§ **SHORT EXERCISE**: Copy verbatim only the lines of the material from the line containing "of the palm" up to and including the line containing "pixel 174 464".
□ □ □ □
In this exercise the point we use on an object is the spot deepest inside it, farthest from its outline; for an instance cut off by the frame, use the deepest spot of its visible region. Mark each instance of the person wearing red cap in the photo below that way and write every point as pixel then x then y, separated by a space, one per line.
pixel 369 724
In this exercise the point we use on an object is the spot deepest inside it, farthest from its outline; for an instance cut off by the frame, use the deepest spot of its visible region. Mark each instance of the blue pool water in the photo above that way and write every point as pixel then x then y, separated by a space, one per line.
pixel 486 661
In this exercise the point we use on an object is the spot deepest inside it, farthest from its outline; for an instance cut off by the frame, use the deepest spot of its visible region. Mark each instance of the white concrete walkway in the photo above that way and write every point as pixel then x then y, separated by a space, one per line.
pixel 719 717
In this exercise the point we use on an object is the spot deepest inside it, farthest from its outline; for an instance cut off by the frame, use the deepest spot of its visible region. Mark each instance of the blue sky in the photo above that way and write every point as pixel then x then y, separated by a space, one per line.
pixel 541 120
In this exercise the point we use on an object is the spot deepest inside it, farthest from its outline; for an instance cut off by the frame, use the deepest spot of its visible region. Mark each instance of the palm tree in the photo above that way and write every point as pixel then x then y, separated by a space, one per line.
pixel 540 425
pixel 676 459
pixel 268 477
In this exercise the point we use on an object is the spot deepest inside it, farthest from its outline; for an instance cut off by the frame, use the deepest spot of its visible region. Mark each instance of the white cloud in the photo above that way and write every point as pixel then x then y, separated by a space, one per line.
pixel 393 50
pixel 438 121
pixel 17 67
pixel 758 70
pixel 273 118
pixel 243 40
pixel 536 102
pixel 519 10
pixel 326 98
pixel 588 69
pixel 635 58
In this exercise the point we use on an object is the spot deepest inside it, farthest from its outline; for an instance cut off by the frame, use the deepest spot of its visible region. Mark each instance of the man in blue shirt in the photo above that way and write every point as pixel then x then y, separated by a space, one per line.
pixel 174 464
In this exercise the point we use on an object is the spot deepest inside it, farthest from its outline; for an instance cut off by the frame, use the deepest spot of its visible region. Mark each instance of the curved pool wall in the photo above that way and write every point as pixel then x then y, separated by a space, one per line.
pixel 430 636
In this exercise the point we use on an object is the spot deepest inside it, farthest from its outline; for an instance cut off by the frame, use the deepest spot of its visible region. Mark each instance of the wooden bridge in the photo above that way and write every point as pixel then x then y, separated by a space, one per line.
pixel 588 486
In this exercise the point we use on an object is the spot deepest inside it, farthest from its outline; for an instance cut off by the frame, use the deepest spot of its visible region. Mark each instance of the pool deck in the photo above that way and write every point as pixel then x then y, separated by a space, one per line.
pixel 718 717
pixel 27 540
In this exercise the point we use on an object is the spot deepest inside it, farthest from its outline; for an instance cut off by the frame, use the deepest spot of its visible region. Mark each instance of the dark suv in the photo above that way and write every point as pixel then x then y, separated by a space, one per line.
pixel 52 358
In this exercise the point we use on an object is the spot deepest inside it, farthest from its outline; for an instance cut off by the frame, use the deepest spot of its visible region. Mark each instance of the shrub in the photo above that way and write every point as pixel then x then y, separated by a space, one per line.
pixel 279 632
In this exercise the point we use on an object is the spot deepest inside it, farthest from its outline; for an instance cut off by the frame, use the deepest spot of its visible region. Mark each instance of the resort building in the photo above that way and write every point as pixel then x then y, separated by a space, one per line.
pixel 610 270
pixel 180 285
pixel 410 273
□ □ □ □
§ **ANSWER IN FULL**:
In this exercise the point we use on an object is the spot deepest inside it, farthest from its outline; for an instance cut off by the frame, use the deepest spot of its visible region. Mark each instance of the palm tree in the photo above that way and write every point as pixel then x then y, separated by a space, one per line.
pixel 540 425
pixel 676 459
pixel 268 477
In this exercise the point we use on an object is the spot deepest inside it, farthest from its outline; for an instance cut off by the frame, use the deepest spot of its visible region. Mark each instance of the white cloud in the photo above that way and write every point as pixel then x then y, separated by a space, one per line.
pixel 393 50
pixel 438 121
pixel 17 67
pixel 758 70
pixel 273 118
pixel 243 40
pixel 536 102
pixel 519 10
pixel 326 98
pixel 588 69
pixel 635 58
In this exercise the point we use on an object is the spot deepest inside it, farthest from its outline; for an instance cut off by the frame, use the deepest spot of its visible region. Mark each instance of the man in blue shirt in the photo above that way and write every point as pixel then x then y, separated by a space, one per line.
pixel 174 464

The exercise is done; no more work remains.